• **EXERCISE OBJECTIVE**
Retype every entry below without pictures.

• **DATA EXTRACTS**
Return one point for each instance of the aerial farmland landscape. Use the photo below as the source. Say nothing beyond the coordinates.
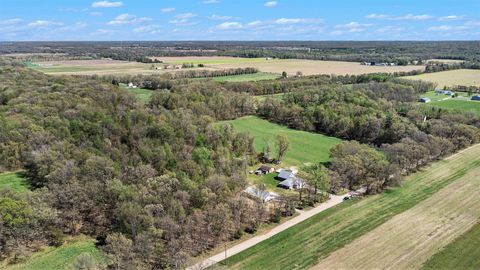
(218, 134)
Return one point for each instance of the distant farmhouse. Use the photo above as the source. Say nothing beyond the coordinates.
(289, 180)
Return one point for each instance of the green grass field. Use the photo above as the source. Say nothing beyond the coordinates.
(141, 94)
(466, 77)
(463, 253)
(14, 181)
(304, 245)
(459, 105)
(62, 257)
(260, 76)
(305, 147)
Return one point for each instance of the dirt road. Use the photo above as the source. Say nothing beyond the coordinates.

• **RESULT OF THIS EXERCISE**
Return one point for each instance of the aerial farmland landscape. Use the photo below as the source. Say nothing beyond the coordinates.
(218, 134)
Return one point for each instance of the distant farmhouse. Use the photo above as the source. Say nothing beyond the coordinates.
(289, 180)
Return one point for each instance of the green grass field. Use the photo above as the source. Say nothing beyond the coordinates.
(141, 94)
(466, 77)
(463, 253)
(14, 181)
(304, 245)
(459, 105)
(62, 257)
(260, 76)
(305, 147)
Return one point for each instance of the dirt road. Use the photo above as the source. Say nothing beyond the coordinates.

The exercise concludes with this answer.